Sunday, October 7, 2007

Yellow birch log boom with Pointer Boat in background, [ca. 1915]

This picture was found in the Ontario Public Archives

E. J. Zavitz
Black and white print
Reference Code: RG 1-448-1, 358
Archives of Ontario, I0006763

Yellow birch, unlike the wide-ranging white birch, occurs only in a relatively narrow belt extending from the upper Great Lakes eastward to the Atlantic seaboard. But it lives longer and grows larger than its pale-skinned cousin, and furniture and flooring manufacturers covet its richly coloured wood. (I once spent a winter felling yellow birches using a two-man crosscut saw, and as noon hour neared, the salmon-pink sawdust thrown out in the snow by the saw looked good enough to scoop up and eat). In the Second World War, yellow birch veneer, a substitute for scarce aluminum, flew into battle as the skin of swift DeHaviland Mosquito intruder aircraft built in Toronto.

When Edmund Zavitz snapped this photograph, commercial use of yellow birch was hitting its stride. The first wave of lumbering in Ontario combed the woods clear of white pine. Pine is unexcelled for a multitude of uses, and it is buoyant, making it possible to float the timber down rivers to distant sawmills. White pine and yellow birch share the same forest region (although preferring different localized moisture and soil regimes), but the 19th-century lumber barons bypassed any yellow birch stands encountered in their westward pursuit of pine.

In the early 20th century, sawmills utilizing hardwood trees, notably oak, maple and yellow birch, began setting up shop beside railway lines threading the southern flank of the Precambrian shield. Heavy hardwood sawlogs were best sleigh-hauled overland to the mills, but some lumbermen were hard to wean from their dependence on cheap water transport. Dumped straight into the water, a birch sawlog had less than a 50 per cent chance of staying afloat until it reached the mill. So lumbermen resorted to partially peeling logs and leaving them to dry out somewhat before “watering” them (strips and patches of bare wood are visible on many of the logs in the photograph). Another tactic was to add buoyant pine or cedar logs to the mix, and attach each birch to a “floater” by means of a short length of wire or light chain attached to pointed iron “dogs” driven into their flanks.

:: Material ::
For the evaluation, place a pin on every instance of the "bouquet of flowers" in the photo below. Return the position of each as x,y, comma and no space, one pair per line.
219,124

:: Tasks to carry out ::
1) Answer from the yellow birch passage:
(a) Who took the photograph?
(b) In the Second World War, what scarce material did yellow birch veneer replace?
(c) What chance did a birch sawlog dumped straight into the water have of staying afloat until it reached the mill?
2) Reproduce the yellow birch passage word for word. Begin at the words "Yellow birch, unlike" and stop after "built in Toronto.".
3) Carry on writing the yellow birch passage, picking up after its final sentence.
The data after the yellow birch passage is not needed.

:: Answers to the exercises ::
1)
(a) Edmund (E. J.) Zavitz
(b) Aluminum
(c) Less than a 50 per cent chance

2)
Yellow birch, unlike the wide-ranging white birch, occurs only in a relatively narrow belt extending from the upper Great Lakes eastward to the Atlantic seaboard. But it lives longer and grows larger than its pale-skinned cousin, and furniture and flooring manufacturers covet its richly coloured wood. (I once spent a winter felling yellow birches using a two-man crosscut saw, and as noon hour neared, the salmon-pink sawdust thrown out in the snow by the saw looked good enough to scoop up and eat). In the Second World War, yellow birch veneer, a substitute for scarce aluminum, flew into battle as the skin of swift DeHaviland Mosquito intruder aircraft built in Toronto.

3)
Still, wherever birch logs were “boomed up” (as in the picture) to await their appointment with a sawmill’s screeching blades, slow but steady sinkage continued. Today, log salvagers hunt down these booming grounds and haul up long-submerged timber for manufacturing into trendy “old growth” flooring and furniture.

The man in the foreground holds a pike pole, a sort of shepherd’s crook with which river drivers pushed and pulled floating logs into position. The 12-foot-long handle is armed with a head much like that of a boat hook, except that the iron tip and hook are sharply pointed. In the background is a “pointer boat,” another universal tool of the log drive. Perfected on the Ottawa River and propelled by four oarsmen, its wooden hull was uniquely shaped to plough through masses of floating sawlogs, and safely run rapids. Farther still in the background, and faintly visible near the left margin of the picture, is an “alligator,” a steam-powered warping tug designed to winch masses of floating logs across lakes such as this.

Photographer Edmund John Zavitz, born in 1875 at Ridgeway in Ontario’s Niagara Peninsula, was the first professional forester to be hired by the Ontario government. He credited his Devonshire-born grandfather for opening his eyes to the wonders of nature, during countryside walks. Following graduation from McMaster University (1903) and further studies in forestry at Yale and Michigan universities, he joined the faculty of Guelph Agricultural College. There, Zavitz began experimenting with growing trees for reforestation. In 1909, he joined the Ontario Department of Lands, Forests and Mines, and immediately started a provincial tree nursery in Norfolk County, where tracts of worn out and windblown former farmland begged for reforestation. This was the first of a network of government tree nurseries established across the province.

As Provincial Forester, Zavitz also supervised forest protection and forest inventory programs. Following a disastrous forest fire in Northeastern Ontario in which many people died, he helped frame the Forest Fires Prevention Act of 1917, a landmark step toward organized forest fire control in the province. Seven years later, he was involved in another modernization move, the addition of aircraft to the department’s arsenal.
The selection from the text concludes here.